___ Page text ___
The internet loses millions of pages every year. Link rot is real — studies show that over 50% of URLs referenced in academic papers from the early 2000s are now dead. Social media posts vanish, news articles get paywalled, documentation sites restructure, and entire platforms shut down without warning. If you rely on the web for research, compliance, or personal knowledge management, you need a strategy to preserve content before it disappears.
While the Internet Archive’s Wayback Machine is the most well-known web archiving service, it has limitations: you cannot control what gets archived, you cannot search your private archives efficiently, and you are at the mercy of a third party’s infrastructure and policies. Self-hosting your own web archiving solution gives you full ownership, instant access, searchable storage, and complete control over what you preserve.
Why Self-Host Your Web Archive
There are compelling reasons to run your own web archiving infrastructure instead of relying on external services.
Complete ownership of your data. When you archive pages to your own server, the content never leaves your control. You decide retention policies, access controls, and backup strategies. This is especially critical for legal compliance, research data, and sensitive business intelligence.
Full-text search across your entire archive. Most third-party archiving services do not provide robust search capabilities across your saved pages. With a self-hosted solution, you can build a personal knowledge base where every archived page is searchable by content, tag, date, or source.
Archive anything, including private pages. The Wayback Machine cannot archive pages behind authentication, paywalls, or corporate intranets. Your own archiving server can be configured with credentials to capture content from any source you have access to.
No rate limits or quotas. External archiving services impose limits on how many pages you can save and how frequently. A self-hosted instance lets you archive as much as your storage and bandwidth allow.
Preserve interactive and dynamic content. Modern web pages rely heavily on JavaScript, WebAssembly, and dynamic loading. Self-hosted archiving tools can be configured to wait for JavaScript execution, capture screenshots, and save multiple output formats to ensure you preserve the page as it appeared.
___ Supplied entries ___
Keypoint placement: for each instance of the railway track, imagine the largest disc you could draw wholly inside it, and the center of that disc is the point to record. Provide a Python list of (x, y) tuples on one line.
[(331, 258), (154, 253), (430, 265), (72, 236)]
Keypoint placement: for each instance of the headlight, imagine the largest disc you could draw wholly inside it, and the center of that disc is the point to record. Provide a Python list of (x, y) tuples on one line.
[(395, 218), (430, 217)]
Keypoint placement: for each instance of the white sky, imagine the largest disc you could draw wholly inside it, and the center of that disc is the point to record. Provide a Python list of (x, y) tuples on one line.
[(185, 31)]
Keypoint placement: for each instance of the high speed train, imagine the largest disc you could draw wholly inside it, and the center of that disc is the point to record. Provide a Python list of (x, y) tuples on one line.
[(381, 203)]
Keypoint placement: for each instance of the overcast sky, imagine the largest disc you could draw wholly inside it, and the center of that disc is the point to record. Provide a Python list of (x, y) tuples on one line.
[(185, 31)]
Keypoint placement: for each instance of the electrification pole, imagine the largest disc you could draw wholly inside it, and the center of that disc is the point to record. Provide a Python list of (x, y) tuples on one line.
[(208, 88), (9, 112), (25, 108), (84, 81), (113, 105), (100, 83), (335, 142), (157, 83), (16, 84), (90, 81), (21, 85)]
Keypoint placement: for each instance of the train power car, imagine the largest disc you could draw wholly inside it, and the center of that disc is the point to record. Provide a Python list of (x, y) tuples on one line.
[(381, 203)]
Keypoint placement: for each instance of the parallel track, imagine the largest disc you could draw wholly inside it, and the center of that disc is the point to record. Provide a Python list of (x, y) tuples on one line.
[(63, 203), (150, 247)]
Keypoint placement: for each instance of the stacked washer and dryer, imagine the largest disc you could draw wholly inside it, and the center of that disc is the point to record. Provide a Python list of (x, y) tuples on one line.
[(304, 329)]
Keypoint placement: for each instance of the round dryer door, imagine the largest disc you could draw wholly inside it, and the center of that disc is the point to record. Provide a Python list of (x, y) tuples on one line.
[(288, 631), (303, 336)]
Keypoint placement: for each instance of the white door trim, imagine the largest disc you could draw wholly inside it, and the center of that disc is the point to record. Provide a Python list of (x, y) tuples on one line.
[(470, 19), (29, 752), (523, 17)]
___
[Task instructions]
**A)** Which reasons for running your own archive does the self-hosted web archiving text give under the heading "Why Self-Host Your Web Archive"?
**B)** Can you carry the self-hosted web archiving text forward from its final sentence?

[Answers by task]
**A)**
- Complete ownership of your data
- Full-text search across your entire archive
- Archive anything, including private pages
- No rate limits or quotas
- Preserve interactive and dynamic content

**B)**
What Is ArchiveBox?
ArchiveBox is the most comprehensive open-source self-hosted web archiving solution available. It takes a URL and captures a full snapshot of the page in multiple formats:
- HTML — raw page source and cleaned DOM output
- Wget mirror — complete recursive download with all assets
- SingleFile — entire page saved as a single self-contained HTML file
- PDF — rendered page output via headless browser
- Screenshot — PNG capture of the page viewport
- WARC — raw HTTP response archive (the web archiving standard)
- Media — embedded video and audio extraction via yt-dlp
- Git — repository clones for GitHub, GitLab, and similar hosts
- DOM — post-JavaScript-rendered HTML snapshot
ArchiveBox is not just a downloader — it is a full-featured archiving platform with a web interface, REST API, scheduling capabilities, and support for importing bookmarks from browser export files, Pocket, Pinboard, Raindrop, Shaarli, Delicious, and many other sources.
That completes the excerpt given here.